(Extracted material Opens)

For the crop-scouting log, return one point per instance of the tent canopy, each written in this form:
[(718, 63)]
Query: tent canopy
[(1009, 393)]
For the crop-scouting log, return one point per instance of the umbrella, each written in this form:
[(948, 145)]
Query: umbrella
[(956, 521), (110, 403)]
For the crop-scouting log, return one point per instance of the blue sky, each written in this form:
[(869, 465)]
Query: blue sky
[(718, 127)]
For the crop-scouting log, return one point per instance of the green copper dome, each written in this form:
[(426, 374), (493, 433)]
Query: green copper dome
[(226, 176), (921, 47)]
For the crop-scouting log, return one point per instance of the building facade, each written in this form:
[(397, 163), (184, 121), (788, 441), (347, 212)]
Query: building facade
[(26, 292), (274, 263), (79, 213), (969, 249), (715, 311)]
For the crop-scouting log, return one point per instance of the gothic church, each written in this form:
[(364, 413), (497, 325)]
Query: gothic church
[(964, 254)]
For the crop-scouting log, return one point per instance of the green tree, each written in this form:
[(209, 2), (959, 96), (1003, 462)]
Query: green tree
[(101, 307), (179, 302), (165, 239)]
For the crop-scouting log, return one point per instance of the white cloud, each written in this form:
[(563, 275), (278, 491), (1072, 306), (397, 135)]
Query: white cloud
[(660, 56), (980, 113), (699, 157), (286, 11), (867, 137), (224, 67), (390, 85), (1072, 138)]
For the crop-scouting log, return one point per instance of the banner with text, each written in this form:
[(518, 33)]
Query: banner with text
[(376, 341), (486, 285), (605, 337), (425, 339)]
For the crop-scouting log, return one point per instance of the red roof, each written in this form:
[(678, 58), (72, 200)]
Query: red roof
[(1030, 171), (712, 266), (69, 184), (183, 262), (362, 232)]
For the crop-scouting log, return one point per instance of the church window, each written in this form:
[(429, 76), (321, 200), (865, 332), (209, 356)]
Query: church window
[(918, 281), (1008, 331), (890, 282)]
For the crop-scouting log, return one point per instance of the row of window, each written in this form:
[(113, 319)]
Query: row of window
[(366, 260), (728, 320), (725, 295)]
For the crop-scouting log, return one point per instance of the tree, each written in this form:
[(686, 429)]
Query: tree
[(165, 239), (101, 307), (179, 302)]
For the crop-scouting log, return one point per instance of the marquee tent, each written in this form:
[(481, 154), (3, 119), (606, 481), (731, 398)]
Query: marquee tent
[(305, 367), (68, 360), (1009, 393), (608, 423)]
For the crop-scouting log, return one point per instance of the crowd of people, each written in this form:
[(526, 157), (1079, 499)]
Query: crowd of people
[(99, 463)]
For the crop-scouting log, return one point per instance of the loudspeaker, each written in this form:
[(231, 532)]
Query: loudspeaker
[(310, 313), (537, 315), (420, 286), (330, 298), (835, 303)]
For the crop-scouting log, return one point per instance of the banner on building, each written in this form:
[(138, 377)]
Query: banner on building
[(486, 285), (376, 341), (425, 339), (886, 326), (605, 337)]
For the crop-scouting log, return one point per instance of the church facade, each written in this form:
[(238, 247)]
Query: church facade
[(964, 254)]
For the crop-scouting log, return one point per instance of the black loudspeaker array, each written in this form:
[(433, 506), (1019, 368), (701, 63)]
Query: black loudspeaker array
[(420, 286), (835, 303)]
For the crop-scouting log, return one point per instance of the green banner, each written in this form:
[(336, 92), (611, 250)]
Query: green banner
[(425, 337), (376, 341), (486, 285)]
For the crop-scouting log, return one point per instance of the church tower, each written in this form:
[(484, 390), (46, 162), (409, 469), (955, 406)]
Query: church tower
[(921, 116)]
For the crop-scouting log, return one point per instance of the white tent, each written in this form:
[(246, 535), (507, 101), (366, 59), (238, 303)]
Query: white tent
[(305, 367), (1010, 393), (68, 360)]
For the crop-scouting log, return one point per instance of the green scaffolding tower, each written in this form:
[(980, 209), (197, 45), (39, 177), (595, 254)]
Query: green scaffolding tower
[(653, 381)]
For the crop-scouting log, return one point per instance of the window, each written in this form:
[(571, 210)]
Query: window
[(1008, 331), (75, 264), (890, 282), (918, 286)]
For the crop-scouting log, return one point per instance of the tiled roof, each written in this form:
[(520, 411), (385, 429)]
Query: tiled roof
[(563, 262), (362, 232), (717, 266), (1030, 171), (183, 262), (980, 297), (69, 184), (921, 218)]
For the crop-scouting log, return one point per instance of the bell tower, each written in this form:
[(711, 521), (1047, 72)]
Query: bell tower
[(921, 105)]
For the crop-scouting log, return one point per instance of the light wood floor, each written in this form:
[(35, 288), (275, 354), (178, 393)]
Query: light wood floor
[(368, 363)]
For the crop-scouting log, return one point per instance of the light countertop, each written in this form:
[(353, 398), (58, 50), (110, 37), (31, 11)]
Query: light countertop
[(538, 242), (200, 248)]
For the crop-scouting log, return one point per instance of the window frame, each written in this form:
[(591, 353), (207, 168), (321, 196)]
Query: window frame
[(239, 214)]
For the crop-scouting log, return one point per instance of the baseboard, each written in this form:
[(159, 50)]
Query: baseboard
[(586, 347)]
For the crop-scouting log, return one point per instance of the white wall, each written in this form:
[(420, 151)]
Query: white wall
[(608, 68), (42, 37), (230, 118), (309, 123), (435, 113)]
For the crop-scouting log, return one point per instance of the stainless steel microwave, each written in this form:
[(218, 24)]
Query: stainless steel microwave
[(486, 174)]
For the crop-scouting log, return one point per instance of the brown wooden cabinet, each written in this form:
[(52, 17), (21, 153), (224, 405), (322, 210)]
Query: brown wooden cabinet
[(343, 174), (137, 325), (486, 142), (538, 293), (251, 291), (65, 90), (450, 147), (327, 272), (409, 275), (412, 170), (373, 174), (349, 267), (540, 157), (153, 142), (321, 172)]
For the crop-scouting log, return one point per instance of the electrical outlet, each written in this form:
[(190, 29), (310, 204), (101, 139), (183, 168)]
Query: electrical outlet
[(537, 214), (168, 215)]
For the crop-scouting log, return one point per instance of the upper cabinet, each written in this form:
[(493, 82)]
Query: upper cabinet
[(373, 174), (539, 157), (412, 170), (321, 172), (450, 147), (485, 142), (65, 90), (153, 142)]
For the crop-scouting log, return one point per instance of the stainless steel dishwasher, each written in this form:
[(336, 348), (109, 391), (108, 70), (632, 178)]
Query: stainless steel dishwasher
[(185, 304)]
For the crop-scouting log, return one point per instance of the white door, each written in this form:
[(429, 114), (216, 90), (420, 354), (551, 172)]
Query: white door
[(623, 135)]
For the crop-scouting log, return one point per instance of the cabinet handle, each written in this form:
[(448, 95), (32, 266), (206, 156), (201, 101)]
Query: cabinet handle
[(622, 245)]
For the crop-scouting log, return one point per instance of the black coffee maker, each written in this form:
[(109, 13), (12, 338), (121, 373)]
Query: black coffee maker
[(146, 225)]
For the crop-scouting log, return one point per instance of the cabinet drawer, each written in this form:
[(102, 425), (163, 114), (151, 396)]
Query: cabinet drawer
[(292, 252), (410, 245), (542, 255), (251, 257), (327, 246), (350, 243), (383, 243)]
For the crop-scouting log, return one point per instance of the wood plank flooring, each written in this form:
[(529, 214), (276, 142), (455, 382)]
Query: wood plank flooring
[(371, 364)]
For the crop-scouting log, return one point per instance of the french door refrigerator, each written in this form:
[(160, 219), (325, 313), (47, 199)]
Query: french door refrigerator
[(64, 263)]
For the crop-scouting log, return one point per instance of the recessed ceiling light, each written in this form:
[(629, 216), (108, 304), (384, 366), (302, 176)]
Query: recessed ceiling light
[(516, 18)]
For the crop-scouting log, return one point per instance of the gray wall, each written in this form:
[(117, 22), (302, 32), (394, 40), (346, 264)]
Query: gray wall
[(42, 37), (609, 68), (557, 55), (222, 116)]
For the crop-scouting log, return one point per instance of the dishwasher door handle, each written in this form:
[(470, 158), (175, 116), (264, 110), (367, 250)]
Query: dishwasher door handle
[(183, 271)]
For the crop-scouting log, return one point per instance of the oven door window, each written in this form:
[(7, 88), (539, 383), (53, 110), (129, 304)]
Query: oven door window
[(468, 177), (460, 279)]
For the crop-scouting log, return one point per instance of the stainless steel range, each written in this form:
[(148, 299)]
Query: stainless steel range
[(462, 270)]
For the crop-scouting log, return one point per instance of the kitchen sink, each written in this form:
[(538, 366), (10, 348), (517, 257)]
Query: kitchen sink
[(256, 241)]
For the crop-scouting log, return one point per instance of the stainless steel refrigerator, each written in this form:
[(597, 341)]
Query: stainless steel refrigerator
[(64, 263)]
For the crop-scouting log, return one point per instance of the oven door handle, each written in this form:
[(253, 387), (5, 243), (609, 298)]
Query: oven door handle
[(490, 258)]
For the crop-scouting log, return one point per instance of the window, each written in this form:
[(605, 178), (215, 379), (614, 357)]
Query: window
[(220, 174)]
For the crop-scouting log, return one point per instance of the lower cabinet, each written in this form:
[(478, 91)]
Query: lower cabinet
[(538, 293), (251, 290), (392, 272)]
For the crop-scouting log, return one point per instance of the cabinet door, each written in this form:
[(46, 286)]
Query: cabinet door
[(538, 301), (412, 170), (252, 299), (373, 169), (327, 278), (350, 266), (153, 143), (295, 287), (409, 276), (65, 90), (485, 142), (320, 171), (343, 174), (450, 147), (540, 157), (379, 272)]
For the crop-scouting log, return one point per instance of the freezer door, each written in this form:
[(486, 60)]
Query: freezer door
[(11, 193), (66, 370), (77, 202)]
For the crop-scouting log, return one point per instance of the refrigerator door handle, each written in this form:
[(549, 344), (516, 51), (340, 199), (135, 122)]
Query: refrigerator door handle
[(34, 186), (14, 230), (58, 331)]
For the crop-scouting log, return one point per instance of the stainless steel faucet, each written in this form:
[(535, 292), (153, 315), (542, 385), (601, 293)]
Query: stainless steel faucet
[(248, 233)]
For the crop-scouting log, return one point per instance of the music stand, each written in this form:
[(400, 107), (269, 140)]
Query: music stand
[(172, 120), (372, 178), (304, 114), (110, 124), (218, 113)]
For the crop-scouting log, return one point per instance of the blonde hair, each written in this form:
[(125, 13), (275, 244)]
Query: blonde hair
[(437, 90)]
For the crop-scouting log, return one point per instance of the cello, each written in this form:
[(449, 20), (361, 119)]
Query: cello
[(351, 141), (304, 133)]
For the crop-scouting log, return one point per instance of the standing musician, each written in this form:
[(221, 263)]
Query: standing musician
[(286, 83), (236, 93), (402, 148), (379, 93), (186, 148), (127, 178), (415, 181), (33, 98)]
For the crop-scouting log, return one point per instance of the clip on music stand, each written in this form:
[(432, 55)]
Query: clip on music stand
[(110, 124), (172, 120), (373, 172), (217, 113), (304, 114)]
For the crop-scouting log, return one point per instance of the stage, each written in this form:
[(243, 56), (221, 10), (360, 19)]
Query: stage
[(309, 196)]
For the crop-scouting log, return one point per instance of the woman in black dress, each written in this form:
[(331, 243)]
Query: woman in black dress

(Extracted material Closes)

▶ _The task_
Repeat, exactly and only, the lines from the beginning of the material through the line that contains "of the gothic".

▶ _Exercise output_
For the crop-scouting log, return one point per instance of the tent canopy, each written in this form:
[(718, 63)]
Query: tent canopy
[(1009, 393)]
For the crop-scouting log, return one point per instance of the umbrella, each written in this form:
[(948, 145)]
Query: umbrella
[(956, 521), (110, 403)]
For the crop-scouting log, return one point per instance of the blue sky, each written in this form:
[(869, 465)]
Query: blue sky
[(718, 127)]
For the crop-scouting log, return one point per instance of the green copper dome, each written in this form:
[(426, 374), (493, 433)]
Query: green copper dome
[(226, 176), (921, 47)]
For the crop-scouting log, return one point per instance of the building facade, each written in this form:
[(397, 163), (184, 121), (788, 441), (347, 212)]
Query: building facade
[(26, 292), (274, 263), (79, 213), (969, 249), (715, 311)]
For the crop-scouting log, return one point per instance of the gothic church, each written in this form:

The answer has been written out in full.